Provided passage →
Television makes your head explode

 


 

I have a little quirk: I have a hard time enduring realistically violent movies (“Se7en” and “Face/Off” make me squirm just thinking about them), but cartoonish horror-movie violence makes me laugh like a little girl. Vampires, monsters, aliens: bring 'em on, the bloodier the better, and let's hear some bones crunching while we're at it.

 

So I was making a list in my head, and all of a sudden I realized that some of my favorite horror movies involve . . . TV. “Videodrome.” “Poltergeist.” And, embarrassingly enough, the worst of the Halloween series, “Halloween III: Season of the Witch” (otherwise known as “That Halloween film that doesn't even have Michael Myers in it.”)

 

In “Videodrome,” TV is shooting nasty radiation, or some kind of weird signal, into your brain, and it does things to you. Not unlike the way TV really works.

 

In “Halloween III,” a very bad man uses TV to shoot weird supernatural boombah into kids' Halloween masks, which makes their heads collapse and bugs shoot out of their eyes. Again, as I said, not unlike the way TV really works.

 

In “Poltergeist,” the TV is a conduit for bad things to come into your nice comfortable home and mess you up. Again, not unlike . . .

 

I can think of lots of other horror movies with TVs in them. One nice variation is “The Ring,” in which it's not the TV that kills you, it's the videotape you watch on the TV. (This is why I'm trying to get rid of all of my videotapes.)

Prompt 1 → Return each line of the records that contains the word "white".

The input →
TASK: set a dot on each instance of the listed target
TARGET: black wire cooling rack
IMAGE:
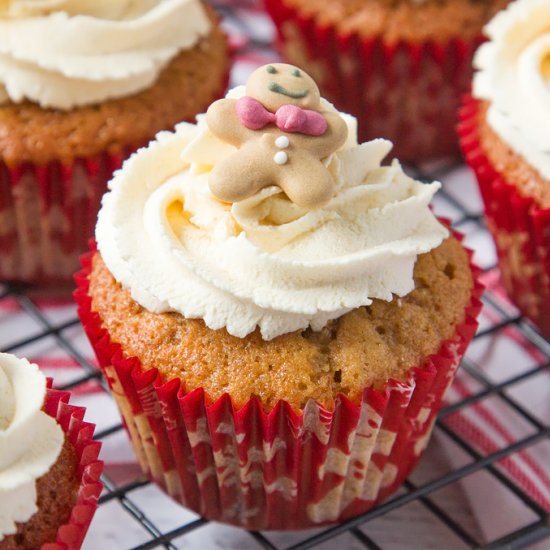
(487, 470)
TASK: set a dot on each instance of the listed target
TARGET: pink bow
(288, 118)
...
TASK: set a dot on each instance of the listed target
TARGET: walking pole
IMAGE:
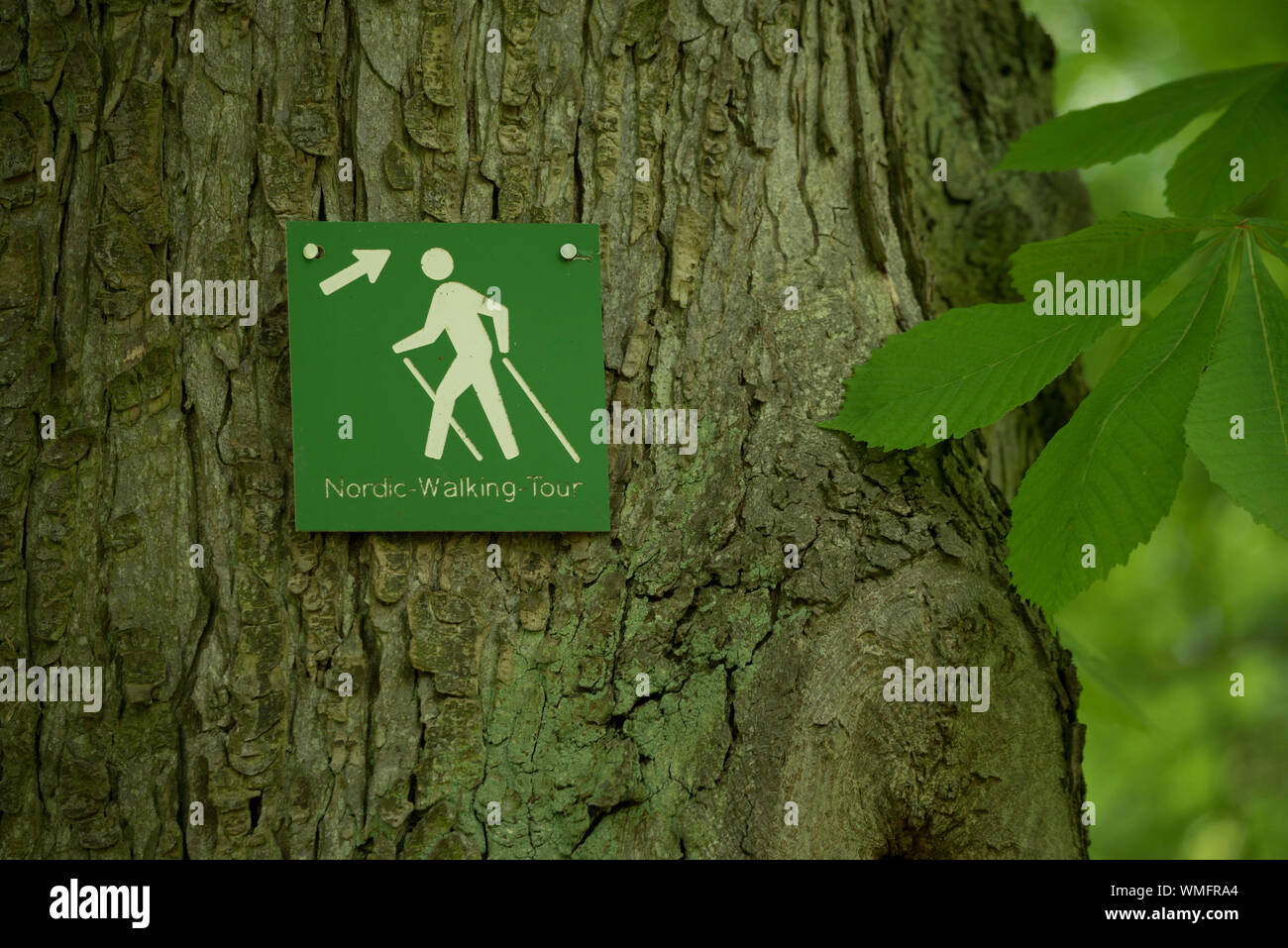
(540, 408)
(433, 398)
...
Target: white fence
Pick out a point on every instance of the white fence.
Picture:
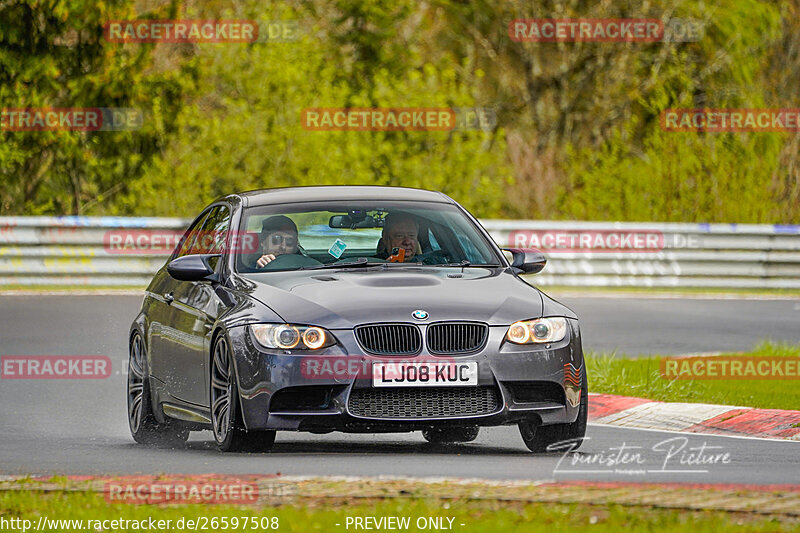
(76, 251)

Prompt 2 →
Answer these questions from the post on horror movies and television:
(a) Which two realistically violent movies does the writer name as hard to endure?
(b) In "Halloween III," what shoots out of the kids' eyes?
(c) In "The Ring," what kills you instead of the TV?

Worked solution 1 →
Target: white fence
Pick out a point on every instance of the white fence.

Worked solution 2 →
(a) "Se7en" and "Face/Off"
(b) Bugs
(c) The videotape you watch on the TV